[What the exercise asks] Reproduce the records verbatim, starting at the line containing "--target green lawn" and continuing through the last line of the records, with both ends included.

===============

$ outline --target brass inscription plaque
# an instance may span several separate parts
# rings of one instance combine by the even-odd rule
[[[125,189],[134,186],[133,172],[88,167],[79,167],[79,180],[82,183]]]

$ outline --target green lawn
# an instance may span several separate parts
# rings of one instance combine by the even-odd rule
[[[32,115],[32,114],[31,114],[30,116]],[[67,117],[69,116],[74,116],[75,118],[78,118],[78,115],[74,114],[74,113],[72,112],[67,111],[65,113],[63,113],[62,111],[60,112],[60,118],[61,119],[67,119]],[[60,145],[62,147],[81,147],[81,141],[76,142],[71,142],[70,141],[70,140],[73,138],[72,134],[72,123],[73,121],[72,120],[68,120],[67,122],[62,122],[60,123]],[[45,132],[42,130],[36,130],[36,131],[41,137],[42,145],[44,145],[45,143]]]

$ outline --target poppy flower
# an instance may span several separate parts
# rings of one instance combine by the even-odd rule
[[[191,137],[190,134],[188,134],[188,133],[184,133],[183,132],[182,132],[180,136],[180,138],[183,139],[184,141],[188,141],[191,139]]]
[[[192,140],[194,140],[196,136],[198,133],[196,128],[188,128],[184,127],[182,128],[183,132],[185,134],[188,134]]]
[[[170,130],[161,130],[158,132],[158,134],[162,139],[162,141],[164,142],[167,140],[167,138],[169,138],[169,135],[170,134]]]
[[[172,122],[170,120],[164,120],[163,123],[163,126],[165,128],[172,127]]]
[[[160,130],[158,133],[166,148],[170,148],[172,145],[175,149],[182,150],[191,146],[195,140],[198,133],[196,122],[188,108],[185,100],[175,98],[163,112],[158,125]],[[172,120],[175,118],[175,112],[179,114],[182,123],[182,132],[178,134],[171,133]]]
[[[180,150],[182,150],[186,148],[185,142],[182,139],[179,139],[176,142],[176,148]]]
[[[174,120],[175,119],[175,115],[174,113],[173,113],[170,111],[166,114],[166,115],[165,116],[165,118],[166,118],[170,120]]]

===============

[Solution to this task]
$ outline --target green lawn
# an instance may span several separate parts
# rings of one instance combine by the even-odd rule
[[[32,115],[32,114],[31,114],[30,116]],[[67,117],[69,116],[74,116],[75,118],[78,118],[78,115],[74,114],[74,113],[72,112],[67,111],[65,113],[63,113],[62,111],[60,112],[60,118],[61,119],[67,119]],[[60,145],[62,147],[81,147],[81,141],[76,142],[71,142],[70,141],[70,140],[73,138],[72,134],[72,123],[73,121],[72,120],[68,120],[67,122],[62,122],[60,123]],[[45,132],[42,130],[36,130],[36,131],[41,137],[42,145],[44,145],[45,143]]]

$ outline --target poppy flower
# an instance may span several separate parts
# rings of one instance combine by the even-odd rule
[[[191,137],[190,134],[188,134],[188,133],[184,133],[183,132],[182,132],[180,136],[180,138],[183,139],[184,141],[188,141],[191,139]]]
[[[192,140],[194,140],[196,136],[198,133],[196,128],[188,128],[184,127],[182,128],[183,132],[185,134],[188,134]]]
[[[170,130],[161,130],[158,132],[158,134],[162,139],[162,141],[164,142],[167,140],[167,138],[169,138],[169,135],[170,134]]]
[[[172,122],[170,120],[164,120],[163,123],[163,126],[165,128],[172,127]]]
[[[160,130],[158,133],[166,148],[170,148],[172,145],[175,149],[182,150],[191,146],[195,140],[198,133],[196,122],[188,108],[185,100],[175,98],[163,112],[158,125]],[[172,120],[175,118],[175,112],[179,114],[182,123],[182,132],[178,134],[171,133]]]
[[[180,150],[182,150],[186,148],[185,142],[182,139],[179,139],[176,142],[176,148]]]
[[[174,120],[175,119],[175,115],[174,113],[173,113],[170,111],[166,114],[166,115],[165,116],[165,118],[166,118],[170,120]]]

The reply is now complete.